**YOUR GOAL**
From top to bottom, print the listing word for word and skip any pictures it contains.

**EXERCISE MATERIALS**
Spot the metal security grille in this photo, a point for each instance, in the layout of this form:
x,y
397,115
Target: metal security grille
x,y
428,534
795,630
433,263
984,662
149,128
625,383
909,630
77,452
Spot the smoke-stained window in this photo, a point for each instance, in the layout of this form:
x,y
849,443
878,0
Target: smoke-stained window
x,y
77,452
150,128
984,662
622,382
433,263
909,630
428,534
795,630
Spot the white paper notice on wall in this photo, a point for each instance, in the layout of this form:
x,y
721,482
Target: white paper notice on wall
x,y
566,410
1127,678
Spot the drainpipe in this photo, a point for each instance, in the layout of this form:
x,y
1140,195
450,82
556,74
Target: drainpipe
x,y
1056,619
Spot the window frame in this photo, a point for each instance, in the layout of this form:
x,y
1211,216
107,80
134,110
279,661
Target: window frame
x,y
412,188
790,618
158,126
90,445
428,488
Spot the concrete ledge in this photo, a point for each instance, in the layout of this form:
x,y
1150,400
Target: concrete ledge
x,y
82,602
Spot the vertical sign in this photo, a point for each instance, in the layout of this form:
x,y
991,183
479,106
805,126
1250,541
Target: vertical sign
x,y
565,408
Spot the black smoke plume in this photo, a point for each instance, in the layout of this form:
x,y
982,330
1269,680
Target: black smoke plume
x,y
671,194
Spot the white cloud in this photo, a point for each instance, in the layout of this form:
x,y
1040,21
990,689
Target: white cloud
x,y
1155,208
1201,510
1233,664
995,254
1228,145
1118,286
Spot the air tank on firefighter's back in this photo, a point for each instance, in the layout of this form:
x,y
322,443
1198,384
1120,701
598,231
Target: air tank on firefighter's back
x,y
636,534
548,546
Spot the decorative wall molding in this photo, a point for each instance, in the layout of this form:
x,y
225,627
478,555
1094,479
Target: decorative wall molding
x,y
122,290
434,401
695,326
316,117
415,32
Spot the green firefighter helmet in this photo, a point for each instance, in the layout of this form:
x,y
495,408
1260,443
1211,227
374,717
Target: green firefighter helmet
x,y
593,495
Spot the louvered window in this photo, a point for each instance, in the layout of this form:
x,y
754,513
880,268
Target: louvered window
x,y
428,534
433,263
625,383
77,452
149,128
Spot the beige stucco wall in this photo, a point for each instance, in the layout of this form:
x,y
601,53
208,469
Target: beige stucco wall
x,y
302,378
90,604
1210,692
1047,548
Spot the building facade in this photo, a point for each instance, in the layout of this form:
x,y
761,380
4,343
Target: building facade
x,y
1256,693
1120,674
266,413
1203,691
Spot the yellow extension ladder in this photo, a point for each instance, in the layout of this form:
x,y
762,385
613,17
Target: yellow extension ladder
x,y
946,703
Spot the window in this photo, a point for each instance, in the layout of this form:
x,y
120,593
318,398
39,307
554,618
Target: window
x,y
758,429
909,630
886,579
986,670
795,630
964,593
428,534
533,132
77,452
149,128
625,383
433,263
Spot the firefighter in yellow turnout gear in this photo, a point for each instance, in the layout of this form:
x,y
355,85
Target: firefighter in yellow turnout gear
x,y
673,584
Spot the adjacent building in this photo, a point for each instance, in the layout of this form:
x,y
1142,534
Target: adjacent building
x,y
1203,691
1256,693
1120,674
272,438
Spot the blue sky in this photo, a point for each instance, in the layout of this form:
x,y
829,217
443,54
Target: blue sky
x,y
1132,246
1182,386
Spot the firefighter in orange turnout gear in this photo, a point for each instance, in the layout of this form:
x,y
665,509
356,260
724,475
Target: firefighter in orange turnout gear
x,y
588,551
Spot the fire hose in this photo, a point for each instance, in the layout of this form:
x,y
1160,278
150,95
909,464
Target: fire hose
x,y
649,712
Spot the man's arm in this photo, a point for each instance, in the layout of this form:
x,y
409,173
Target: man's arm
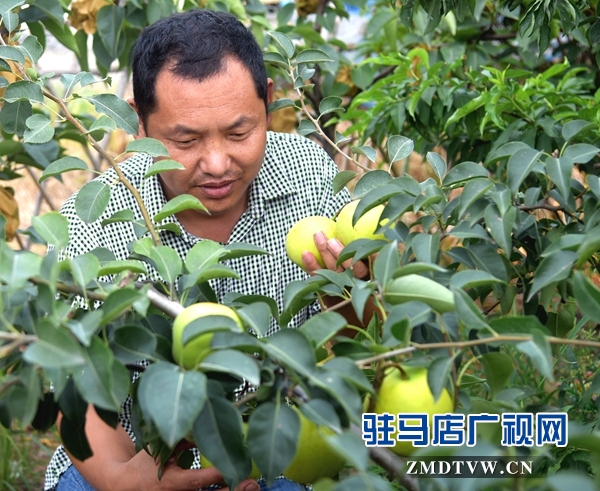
x,y
116,466
330,250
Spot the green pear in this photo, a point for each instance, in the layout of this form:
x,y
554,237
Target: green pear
x,y
196,350
364,228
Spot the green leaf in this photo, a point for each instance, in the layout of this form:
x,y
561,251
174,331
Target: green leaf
x,y
53,228
350,446
55,348
52,8
116,267
371,180
365,150
118,302
472,191
473,278
362,482
32,48
151,146
120,111
284,42
464,172
520,164
573,128
91,201
273,431
560,171
17,267
313,56
163,166
14,115
438,374
172,399
218,434
426,247
257,316
293,350
498,367
64,164
467,311
39,129
468,108
275,59
341,179
538,350
168,263
131,344
23,91
280,104
323,327
306,127
330,104
506,150
84,268
399,147
120,216
501,226
13,54
233,362
587,295
416,268
579,153
553,268
438,164
179,204
109,20
103,123
102,381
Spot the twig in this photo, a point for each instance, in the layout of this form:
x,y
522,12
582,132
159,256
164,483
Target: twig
x,y
41,189
380,455
474,342
138,198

**WRITTEN SOLUTION**
Spot the metal security grille in this photo, a point for each instance, in the layout of this form:
x,y
397,115
Target: metal security grille
x,y
428,534
795,630
433,263
984,662
149,128
625,383
909,630
77,452
Spot the smoke-stained window in this photo, a point for each instance, in the layout of this form:
x,y
849,443
878,0
Target: smoke-stained window
x,y
77,452
150,128
984,662
622,382
433,263
909,630
428,534
795,630
Spot the white paper notice on wall in this photo, a point for each instance, in the layout of this form:
x,y
721,482
Target: white paper notice on wall
x,y
566,410
1127,678
Spot the drainpipe in this photo, a point for each instance, in the layout of this form:
x,y
1140,195
450,82
556,74
Target: drainpipe
x,y
1056,619
Spot the window frame in this photo, a point for each instance, in the layout of this form:
x,y
1211,216
107,80
134,110
279,661
Target: window frame
x,y
412,188
790,618
158,126
90,445
428,488
Spot the concrete ledge in this photo, a point for each instance, in the layout of this form:
x,y
1150,400
Target: concrete ledge
x,y
82,602
Spot the vertical sign in this photo, a point for each instance, in the layout of this form:
x,y
991,183
479,106
805,126
1250,541
Target: vertical sign
x,y
565,408
Spot the black smoke plume in this photo, a point for each instance, in the layout of this form:
x,y
982,330
1269,680
Target: black smoke plume
x,y
671,194
Spot the white cloud in this photo, a point for each instance, in the layout of this form:
x,y
1040,21
990,689
Target: white cloud
x,y
1155,208
1201,510
1233,664
995,254
1228,145
1118,286
Spot the air tank on firefighter's back in this photo, a point for each instance, in the layout of this form:
x,y
322,443
1198,384
1120,701
598,231
Target: air tank on firefighter's back
x,y
636,534
548,546
Spot the decorative wall molding in this photo, a point for each instance, in the layout of this form:
x,y
225,627
478,555
1094,479
Target: decorative wall molding
x,y
122,290
434,401
695,326
316,117
415,32
Spot the green firefighter helmet in this photo, a point for each instance, in the layout of this form:
x,y
495,408
1260,443
1211,227
374,717
Target: green firefighter helmet
x,y
593,495
Spot the louvered window in this photo, a point for each instance, in the layout of this form:
x,y
754,513
880,268
Target: louvered window
x,y
428,534
433,263
625,383
77,452
149,128
Spot the beige stucco wall in this photo, a point for each instance, in the layout of this form:
x,y
601,53
208,469
Target: beige stucco wall
x,y
302,378
90,604
1210,692
1047,548
Spot the building facade in this photo, a point for each instance, in the layout of this form:
x,y
761,380
4,343
Target: building facade
x,y
1256,693
1120,674
266,413
1203,691
Spot the yellow extension ladder in this photo, a point for each instance, in the layout of this form:
x,y
762,385
613,17
Target: yellow extension ladder
x,y
946,703
Spot the window in this photo, a point for each instance, in the layout of this form:
x,y
120,593
318,398
39,307
554,618
Target: window
x,y
758,429
909,630
886,579
986,670
795,630
964,593
428,534
533,132
77,452
149,128
625,383
433,263
Spot the firefighter in yellow turnout gear in this photo, a point for each instance, in the layout of this form:
x,y
355,85
Target: firefighter in yellow turnout gear
x,y
673,584
Spot the adjacent building in this photo, a point for each instance, in the layout of this form:
x,y
1142,534
Target: adjacent building
x,y
1203,691
1256,693
1120,674
272,438
Spot the blue sky in this photo, a point for each instance, in the layout of this form:
x,y
829,217
443,54
Target: blue sky
x,y
1132,246
1182,386
Spot the firefighter in orange turnout gear in this photo, a point for each instance, in the layout of this form:
x,y
665,509
356,260
724,475
Target: firefighter in orange turnout gear
x,y
588,551
Spot the fire hose in this photo, a point for each instance, in the layout of this form:
x,y
1160,278
150,95
909,464
Target: fire hose
x,y
649,712
Spot the man's arm in this photo, a point for each instance, in the layout of this form:
x,y
409,173
Target: man's arm
x,y
116,466
330,250
Spot the green pear in this photo, a point for each instance, in the layout of this form:
x,y
554,237
Target: green pear
x,y
196,350
364,228
Spot the green leaf in this photo, a point for each instance, in the layout of this form:
x,y
561,251
174,331
Target: green leaf
x,y
53,228
350,446
55,348
52,8
116,267
371,180
365,150
118,302
472,191
473,278
362,482
32,48
151,146
120,111
284,42
464,172
520,164
573,128
91,201
273,431
560,171
17,267
313,56
163,166
14,115
438,374
172,399
218,434
426,247
257,316
293,350
498,367
64,164
467,311
39,129
468,108
275,59
341,179
538,350
168,263
131,344
23,91
280,104
323,327
306,127
330,104
506,150
84,268
399,147
120,216
501,226
13,54
233,362
587,295
416,268
579,153
553,268
438,164
179,204
109,20
103,123
102,381
Spot the twig in this photo, a point for each instance, in the layout of this form:
x,y
522,12
582,132
159,256
164,483
Target: twig
x,y
41,189
380,455
474,342
138,198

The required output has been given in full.